> Extract provided:
Eurasian News Report, 4:2/2001

A recommended link: The Prague Watchdog: http://www.watchdog.cz/
A Czech human rights organisation following the situation in Chechnya.

THE BALTICS

Representative of the US Republicans, Julie Finlay, supported the Baltic countries’ NATO membership in an interview of the Estonian daily Postimees. Mrs. Finlay said that Russia has no right to sabotage this development and Russia has no right to decide about the security political solutions of independent countries. If Germany and Spain oppose the NATO enlargement to Baltic countries, these countries must be persuaded more. Finlay believed that the opposition of some European NATO allies is the last obstacle on the way of the Baltic countries to NATO membership. Russia will not get the last word. Instead, NATO has to make it clear that it supports the Baltic countries to become members of NATO. "What could Russia do if the Baltic countries are accepted in the Alliance? Would they attack Estonia?" Mrs. Finlay does not believe so. Instead, as long as Russia can sabotage the NATO membership and refuse to sign border contracts, it may do anything. But after NATO membership, it cannot. Because of this reason, the West must first make things clear to Russia. (Postimees, 18th May.)

Also Zbigniew Brzezinski who belongs to the best US strategic experts on Eurasia, again expressed his support for the Baltic countries’ NATO membership, and considered it of primary importance that the Baltic countries can get into NATO as soon as possible. (Postimees, 18th May.)

Mõõdukad (’the Moderates’, Estonia’s social democratic party, which is however considerably more liberal and market-oriented than Western European social democrats) chose as a new chairman of the party the Foreign Minister Toomas Hendrik Ilves, and as expected, Andres Tarand as their president candidate. Tarand is one of the three supposedly strongest candidates, together with Toomas Savi of Reformierakond (’Reform Party’, a libertarian party) and Peeter Tulviste of Isamaaliit (’Fatherland Union’, a conservative party). Tulviste is former principal of the University of Tartu.

The Finnish President Tarja Halonen visited Riga and tried all she could in order to not say anything decisive about the NATO membership of the Baltic countries. Still the Balts somehow managed to make an optimistic interpretation that Mrs. Halonen supports them. During the Lithuanian Foreign Minister Antanas Valionis’s visit to Finland, Mrs. Halonen said that Finland supports Lithuania’s membership in the EU. (Helsingin Sanomat, 13th May; RFE, 22nd May.)

POLAND, CZECH REPUBLIC and SLOVAKIA

Poland postponed her goal year for EU membership from 2003 to 2004. (RFE, 22nd May.)

The Czech head negotiator for EU membership, Pavel Telicka, said he trusted in the EU that the Union can reach a compromise and 12 or 13 member countries will accept entirely free movement of labour within the Union’s territory two years after the eastern enlargement, and the rest 5 members would accept it five years after the enlargement. (RFE, 22nd May.)

> Listed entries:

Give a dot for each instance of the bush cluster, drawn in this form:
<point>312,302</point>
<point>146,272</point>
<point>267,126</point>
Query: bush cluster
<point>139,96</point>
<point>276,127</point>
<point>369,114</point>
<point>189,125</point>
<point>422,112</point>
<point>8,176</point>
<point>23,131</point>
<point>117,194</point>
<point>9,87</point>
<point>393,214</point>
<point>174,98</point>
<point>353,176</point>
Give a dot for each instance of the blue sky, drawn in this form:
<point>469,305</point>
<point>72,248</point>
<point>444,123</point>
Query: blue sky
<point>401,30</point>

--

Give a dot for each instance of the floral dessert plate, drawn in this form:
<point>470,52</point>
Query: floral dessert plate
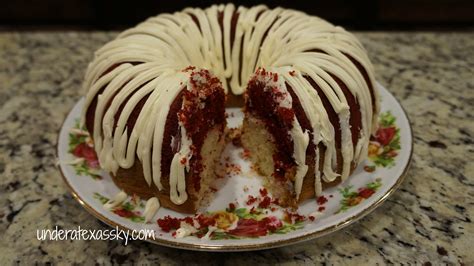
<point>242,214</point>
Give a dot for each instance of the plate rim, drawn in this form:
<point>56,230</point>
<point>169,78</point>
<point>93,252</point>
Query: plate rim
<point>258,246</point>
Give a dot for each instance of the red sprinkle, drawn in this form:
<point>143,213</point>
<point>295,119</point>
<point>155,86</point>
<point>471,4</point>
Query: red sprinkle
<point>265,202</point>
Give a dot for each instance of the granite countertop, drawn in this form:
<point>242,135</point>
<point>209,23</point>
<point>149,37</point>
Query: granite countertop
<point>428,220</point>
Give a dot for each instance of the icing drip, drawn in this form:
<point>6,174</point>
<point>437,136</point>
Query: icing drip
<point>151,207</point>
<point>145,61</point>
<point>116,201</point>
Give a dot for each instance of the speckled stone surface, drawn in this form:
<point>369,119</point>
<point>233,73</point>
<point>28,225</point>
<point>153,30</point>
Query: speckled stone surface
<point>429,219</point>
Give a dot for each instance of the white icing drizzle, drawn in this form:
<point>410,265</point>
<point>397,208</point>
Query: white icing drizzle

* * *

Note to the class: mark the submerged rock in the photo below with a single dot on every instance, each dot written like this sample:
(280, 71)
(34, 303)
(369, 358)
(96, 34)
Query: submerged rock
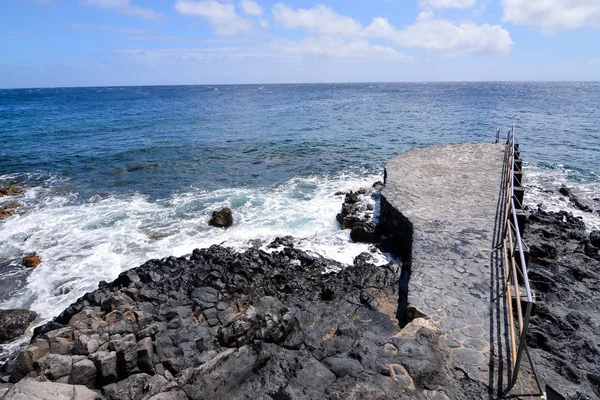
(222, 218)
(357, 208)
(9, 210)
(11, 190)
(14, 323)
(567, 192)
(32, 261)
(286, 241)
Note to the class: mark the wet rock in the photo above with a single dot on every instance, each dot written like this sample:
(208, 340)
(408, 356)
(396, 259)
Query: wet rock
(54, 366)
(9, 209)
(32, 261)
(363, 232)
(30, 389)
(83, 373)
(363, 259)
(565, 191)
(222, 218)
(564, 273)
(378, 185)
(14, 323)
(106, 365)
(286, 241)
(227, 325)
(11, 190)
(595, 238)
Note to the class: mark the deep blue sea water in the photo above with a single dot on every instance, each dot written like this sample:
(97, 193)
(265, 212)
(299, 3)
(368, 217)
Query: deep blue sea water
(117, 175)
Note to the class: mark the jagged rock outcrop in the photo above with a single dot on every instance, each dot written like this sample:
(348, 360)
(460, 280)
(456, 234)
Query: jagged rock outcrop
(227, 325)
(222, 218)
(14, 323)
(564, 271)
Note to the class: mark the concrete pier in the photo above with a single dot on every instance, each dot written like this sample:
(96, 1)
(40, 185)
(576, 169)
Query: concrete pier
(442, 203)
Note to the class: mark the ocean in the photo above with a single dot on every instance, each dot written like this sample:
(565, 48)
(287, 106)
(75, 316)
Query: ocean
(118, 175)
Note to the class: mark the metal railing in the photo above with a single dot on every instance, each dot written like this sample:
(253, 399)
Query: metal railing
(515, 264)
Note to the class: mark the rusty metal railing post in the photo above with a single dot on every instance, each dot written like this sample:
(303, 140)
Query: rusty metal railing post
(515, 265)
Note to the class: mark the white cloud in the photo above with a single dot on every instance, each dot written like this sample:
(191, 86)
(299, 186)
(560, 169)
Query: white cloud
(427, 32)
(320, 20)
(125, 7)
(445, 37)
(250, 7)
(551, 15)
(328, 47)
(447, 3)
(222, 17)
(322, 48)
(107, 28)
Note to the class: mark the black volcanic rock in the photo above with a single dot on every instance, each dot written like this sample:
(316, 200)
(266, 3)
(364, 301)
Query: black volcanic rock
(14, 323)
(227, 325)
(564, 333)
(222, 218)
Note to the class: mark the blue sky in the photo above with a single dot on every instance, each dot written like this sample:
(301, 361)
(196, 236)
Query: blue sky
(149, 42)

> Required action 1:
Decide whether each statement agrees with the news report, giving yes or no and quoting the words of the report that settle it. (a) Poland moved its goal year for EU membership from 2003 to 2004. (b) Peeter Tulviste is the candidate of Reformierakond. (c) Tarja Halonen said that Finland supports Lithuania's membership in the EU.
> Required action 2:
Rewrite the paragraph of the news report that begins "Mõõdukad" as a short list, keeping its main facts.
The lines were drawn from a separate source that has no connection to the news report.

> Answer space 1:
(a) Yes: "Poland postponed her goal year for EU membership from 2003 to 2004."
(b) No: "Toomas Savi of Reformierakond" and "Peeter Tulviste of Isamaaliit"
(c) Yes: "Mrs. Halonen said that Finland supports Lithuania’s membership in the EU."

> Answer space 2:
- Mõõdukad (the Moderates) is Estonia's social democratic party, though it is considerably more liberal and market-oriented than Western European social democrats.
- The party chose Foreign Minister Toomas Hendrik Ilves as its new chairman.
- As expected, it chose Andres Tarand as its presidential candidate.
- Tarand is one of the three supposedly strongest candidates. The other two are Toomas Savi of Reformierakond (Reform Party, a libertarian party) and Peeter Tulviste of Isamaaliit (Fatherland Union, a conservative party).
- Tulviste is a former principal of the University of Tartu.